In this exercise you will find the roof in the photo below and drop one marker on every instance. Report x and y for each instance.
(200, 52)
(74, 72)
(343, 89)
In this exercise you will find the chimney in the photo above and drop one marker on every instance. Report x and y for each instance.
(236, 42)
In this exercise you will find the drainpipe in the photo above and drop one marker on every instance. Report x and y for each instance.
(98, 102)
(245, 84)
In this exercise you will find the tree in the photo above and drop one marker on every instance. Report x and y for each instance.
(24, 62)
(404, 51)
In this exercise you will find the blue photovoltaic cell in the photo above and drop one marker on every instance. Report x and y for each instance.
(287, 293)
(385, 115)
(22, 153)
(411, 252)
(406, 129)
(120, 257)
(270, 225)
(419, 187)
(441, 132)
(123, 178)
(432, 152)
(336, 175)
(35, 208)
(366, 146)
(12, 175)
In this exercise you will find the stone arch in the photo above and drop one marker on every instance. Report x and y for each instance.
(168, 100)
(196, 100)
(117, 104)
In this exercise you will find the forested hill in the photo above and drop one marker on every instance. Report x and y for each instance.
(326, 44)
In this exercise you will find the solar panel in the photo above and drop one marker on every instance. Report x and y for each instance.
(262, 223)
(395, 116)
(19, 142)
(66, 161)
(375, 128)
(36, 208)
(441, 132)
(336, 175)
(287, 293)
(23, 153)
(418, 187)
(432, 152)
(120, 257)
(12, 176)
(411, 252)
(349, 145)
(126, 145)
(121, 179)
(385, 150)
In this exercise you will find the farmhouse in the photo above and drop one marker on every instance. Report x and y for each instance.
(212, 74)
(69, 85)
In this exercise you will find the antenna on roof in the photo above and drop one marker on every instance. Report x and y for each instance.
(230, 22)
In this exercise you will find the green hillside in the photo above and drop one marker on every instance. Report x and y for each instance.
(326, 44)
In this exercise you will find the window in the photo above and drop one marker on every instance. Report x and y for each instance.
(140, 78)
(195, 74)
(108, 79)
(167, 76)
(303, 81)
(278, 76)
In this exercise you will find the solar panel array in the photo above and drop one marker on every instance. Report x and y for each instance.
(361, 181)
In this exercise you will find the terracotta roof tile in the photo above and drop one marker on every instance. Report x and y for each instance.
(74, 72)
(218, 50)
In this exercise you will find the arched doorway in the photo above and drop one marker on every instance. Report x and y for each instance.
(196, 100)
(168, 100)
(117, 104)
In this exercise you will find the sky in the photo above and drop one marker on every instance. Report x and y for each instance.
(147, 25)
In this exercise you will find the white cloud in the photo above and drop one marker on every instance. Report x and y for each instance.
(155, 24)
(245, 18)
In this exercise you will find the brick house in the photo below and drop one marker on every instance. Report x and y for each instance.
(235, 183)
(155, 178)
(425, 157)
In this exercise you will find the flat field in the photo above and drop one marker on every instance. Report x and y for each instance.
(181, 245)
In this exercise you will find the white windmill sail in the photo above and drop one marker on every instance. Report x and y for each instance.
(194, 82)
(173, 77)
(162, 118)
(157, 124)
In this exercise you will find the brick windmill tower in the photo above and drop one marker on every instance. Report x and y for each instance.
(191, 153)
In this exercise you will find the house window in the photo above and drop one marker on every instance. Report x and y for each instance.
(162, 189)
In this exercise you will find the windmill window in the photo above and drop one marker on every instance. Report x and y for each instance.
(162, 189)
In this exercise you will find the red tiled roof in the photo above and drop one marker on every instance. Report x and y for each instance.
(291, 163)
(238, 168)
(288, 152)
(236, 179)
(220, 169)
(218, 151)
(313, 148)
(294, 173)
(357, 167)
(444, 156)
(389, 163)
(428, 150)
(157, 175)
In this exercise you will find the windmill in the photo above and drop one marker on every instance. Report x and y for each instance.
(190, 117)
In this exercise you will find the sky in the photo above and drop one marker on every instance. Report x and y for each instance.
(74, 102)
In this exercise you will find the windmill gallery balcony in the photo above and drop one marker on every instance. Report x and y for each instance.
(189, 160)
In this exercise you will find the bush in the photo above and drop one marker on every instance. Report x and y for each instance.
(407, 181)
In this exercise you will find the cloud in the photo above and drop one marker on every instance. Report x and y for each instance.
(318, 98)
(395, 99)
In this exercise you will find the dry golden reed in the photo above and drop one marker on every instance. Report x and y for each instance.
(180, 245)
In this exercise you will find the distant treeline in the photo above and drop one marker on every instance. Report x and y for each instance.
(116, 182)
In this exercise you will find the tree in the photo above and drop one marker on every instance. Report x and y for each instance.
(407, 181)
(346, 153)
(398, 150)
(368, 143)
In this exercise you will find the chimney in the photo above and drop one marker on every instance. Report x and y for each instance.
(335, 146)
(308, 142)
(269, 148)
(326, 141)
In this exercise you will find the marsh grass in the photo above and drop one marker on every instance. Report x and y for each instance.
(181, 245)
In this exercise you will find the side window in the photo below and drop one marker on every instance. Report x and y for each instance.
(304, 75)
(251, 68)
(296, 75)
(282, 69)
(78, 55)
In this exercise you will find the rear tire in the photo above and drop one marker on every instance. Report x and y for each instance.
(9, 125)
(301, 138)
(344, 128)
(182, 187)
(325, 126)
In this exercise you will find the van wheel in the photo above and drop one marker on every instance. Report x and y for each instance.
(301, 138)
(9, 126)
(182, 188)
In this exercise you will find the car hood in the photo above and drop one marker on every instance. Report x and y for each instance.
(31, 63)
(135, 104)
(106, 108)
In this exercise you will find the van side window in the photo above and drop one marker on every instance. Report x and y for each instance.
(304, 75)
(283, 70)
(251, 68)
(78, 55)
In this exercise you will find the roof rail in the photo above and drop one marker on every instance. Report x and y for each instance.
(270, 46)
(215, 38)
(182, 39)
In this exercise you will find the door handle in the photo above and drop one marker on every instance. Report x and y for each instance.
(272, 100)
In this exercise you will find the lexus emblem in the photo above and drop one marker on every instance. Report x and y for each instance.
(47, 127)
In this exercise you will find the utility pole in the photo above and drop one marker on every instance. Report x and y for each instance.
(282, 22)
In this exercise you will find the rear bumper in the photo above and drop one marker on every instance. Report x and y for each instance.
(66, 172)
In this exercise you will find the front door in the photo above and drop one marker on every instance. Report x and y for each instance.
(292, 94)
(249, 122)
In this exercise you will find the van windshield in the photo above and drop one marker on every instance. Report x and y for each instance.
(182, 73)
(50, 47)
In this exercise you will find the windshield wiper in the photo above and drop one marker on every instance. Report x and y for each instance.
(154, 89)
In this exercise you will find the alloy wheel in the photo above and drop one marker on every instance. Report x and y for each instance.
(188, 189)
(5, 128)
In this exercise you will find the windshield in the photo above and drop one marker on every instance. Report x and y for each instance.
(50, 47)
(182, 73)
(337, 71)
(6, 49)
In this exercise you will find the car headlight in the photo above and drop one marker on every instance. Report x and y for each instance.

◆ ◆ ◆ ◆ ◆

Work to complete: Copy out all of the lines above word for word, with nothing changed.

Solution to this problem:
In this exercise you will find the roof in the photo below and drop one marker on every instance. Report x and y for each instance.
(200, 52)
(74, 72)
(343, 89)
In this exercise you will find the chimney in the photo above and drop one marker on every instance. Report x and y for each instance.
(236, 42)
In this exercise you will find the drainpipe in the photo above and drop one marker on every instance. Report x and y for each instance.
(98, 102)
(245, 84)
In this exercise you will find the tree in the photo above and drop one marker on every instance. Report x and y for each instance.
(24, 62)
(404, 51)
In this exercise you will find the blue photovoltaic cell in the photo above and drop one marker on every instance. Report x and y for each instance.
(287, 293)
(385, 115)
(22, 153)
(411, 252)
(406, 129)
(120, 257)
(270, 225)
(419, 187)
(441, 132)
(123, 178)
(432, 152)
(336, 175)
(35, 208)
(366, 146)
(12, 175)
In this exercise you will find the stone arch in the photo above and drop one marker on every instance. Report x and y for each instance.
(168, 100)
(196, 100)
(117, 104)
In this exercise you will find the forested hill in the photo above and drop one marker on every instance. Report x and y for each instance.
(326, 44)
In this exercise you will find the solar panel in the photo above and drop one marker on every instance. Report x and y for each instance.
(262, 223)
(395, 116)
(19, 142)
(66, 161)
(375, 128)
(36, 208)
(441, 132)
(336, 175)
(287, 293)
(23, 153)
(418, 187)
(432, 152)
(120, 257)
(12, 176)
(411, 252)
(349, 145)
(126, 145)
(121, 179)
(385, 150)
In this exercise you will find the farmhouse in the photo above and drop one marker on every instance. Report x and y for each instance.
(212, 74)
(69, 85)
In this exercise you will find the antenna on roof in the photo above and drop one marker on every instance. Report x and y for each instance.
(230, 22)
In this exercise you will find the green hillside in the photo above and drop one marker on every instance. Report x and y for each instance.
(326, 44)
In this exercise you will find the window in the photo above and drop one marker on every instance. Report x and y for each instance.
(140, 78)
(195, 74)
(108, 79)
(167, 76)
(303, 81)
(278, 76)
In this exercise you will find the solar panel array in the photo above and drop one marker on every instance. Report x and y for each instance.
(361, 181)
In this exercise you will find the terracotta roof tile in the photo above and drop one marker on every instance. Report x and y for each instance.
(74, 72)
(218, 50)
In this exercise you will find the arched doorway in the photo above and drop one marker on every instance. Report x and y for each instance.
(196, 100)
(168, 100)
(117, 104)
In this exercise you will find the sky in the photo above and drop one marker on every instance. Report x and y for each instance.
(147, 25)
In this exercise you will find the white cloud in the photo above and drop one marker on every instance. Report x and y for each instance.
(155, 24)
(245, 18)
In this exercise you will find the brick house in the photo below and drop one marker on every instance. Report x and y for each instance.
(235, 183)
(155, 178)
(425, 157)
In this exercise you will find the flat field in the photo above and drop one marker on every instance. Report x and y for each instance.
(181, 245)
In this exercise you will find the white windmill sail in the photo above and drop one marker on every instance. Report x and y for each instance.
(194, 82)
(173, 77)
(162, 118)
(157, 124)
In this exercise you will find the brick windmill tower in the photo above and drop one marker on every instance. Report x and y for each instance.
(191, 153)
In this exercise you will find the house window in the photo above and drop one marker on every instance. Report x and y for each instance.
(162, 189)
In this exercise you will find the windmill window in the photo above and drop one marker on every instance. Report x and y for each instance.
(162, 189)
In this exercise you will find the red tiled roof in the photo above and drop one marker on every instance. Report x and y for each instance.
(291, 163)
(238, 168)
(288, 152)
(236, 179)
(220, 169)
(218, 151)
(313, 148)
(294, 173)
(357, 167)
(444, 156)
(389, 163)
(428, 150)
(157, 175)
In this exercise you will find the windmill in the photo above and drop one marker on every instance. Report x and y for each instance.
(190, 117)
In this exercise you will find the sky in the photo above and drop one marker on every instance. Report x and y for each instance.
(74, 102)
In this exercise you will find the windmill gallery balcony in the photo above and drop one marker on every instance. Report x and y for each instance.
(189, 160)
In this exercise you will find the bush in the photo above and drop one marker on every instance. Report x and y for each instance.
(407, 181)
In this exercise you will find the cloud in the photo above and drop one marker on every instance. Report x and y for each instance.
(318, 98)
(395, 99)
In this exercise you will find the dry golden reed in the photo above and drop one marker on every instance. Report x and y for each instance.
(180, 245)
In this exercise you will find the distant treeline in the photo above and drop one marker on every instance. Report x and y for each instance.
(116, 182)
In this exercise you will find the tree in the photo above and drop one marker on every instance. Report x and y for each instance.
(407, 181)
(346, 153)
(398, 150)
(368, 143)
In this exercise you will find the chimney in the photo above and drop one marker on every instance. Report x and y for each instance.
(335, 146)
(308, 142)
(269, 148)
(326, 141)
In this exercise you will find the marsh grass in the photo above and drop one marker on every instance. Report x and y for each instance.
(181, 245)
In this exercise you will find the side window in the photo below and drop one marker on every instance. Report x and y for each instance.
(304, 75)
(251, 68)
(296, 75)
(282, 69)
(78, 55)
In this exercise you will find the rear tire in the photo above and drop one marker on every instance. Report x and y for each instance.
(9, 125)
(301, 138)
(344, 128)
(182, 187)
(325, 126)
In this exercise you will find the van wheel in the photo above and drop one marker on every instance. Report x and y for each instance.
(301, 138)
(9, 126)
(182, 188)
In this exercise you will find the car hood in the photo above and drop one marker on every instance. Report x and y for each instance.
(31, 63)
(135, 104)
(106, 108)
In this exercise you will find the van side window in the photo above and drop one marker on every instance. Report x and y for each instance.
(304, 75)
(283, 70)
(251, 68)
(78, 55)
In this exercise you will find the roof rail in the photo above and drop one marker on every instance. Report x and y for each instance.
(270, 46)
(215, 38)
(182, 39)
In this exercise you will find the door handle in the photo above and drop one marker on every instance. Report x and y for each instance.
(272, 100)
In this exercise you will find the lexus emblem in the photo above and drop one marker on every instance. Report x and y for each instance.
(47, 127)
In this exercise you will find the utility pole in the photo above and drop one marker on every instance. Report x and y for each instance.
(282, 22)
In this exercise you will find the rear bumper in the photo above and drop one marker on every instance. Report x and y for each instance.
(66, 172)
In this exercise you will find the front door in the photo above and drop one marker on every instance. Report x and y for each instance.
(292, 94)
(249, 122)
In this exercise you will find the van windshield in the photo above and drop one marker on every instance. Report x and y for each instance.
(182, 73)
(50, 47)
In this exercise you will find the windshield wiper in the photo above and drop one marker on every instance. Report x and y for each instance.
(154, 89)
In this exercise you will find the alloy wheel in the photo above and drop one marker on every instance. Report x and y for each instance.
(188, 189)
(5, 128)
In this exercise you will find the windshield in the photo above and drop one marker on every instance. Report x and y for each instance.
(50, 47)
(182, 73)
(337, 71)
(6, 49)
In this exercise you will find the car headlight in the photo above and drop one marker on every instance. Report x and y for each instance.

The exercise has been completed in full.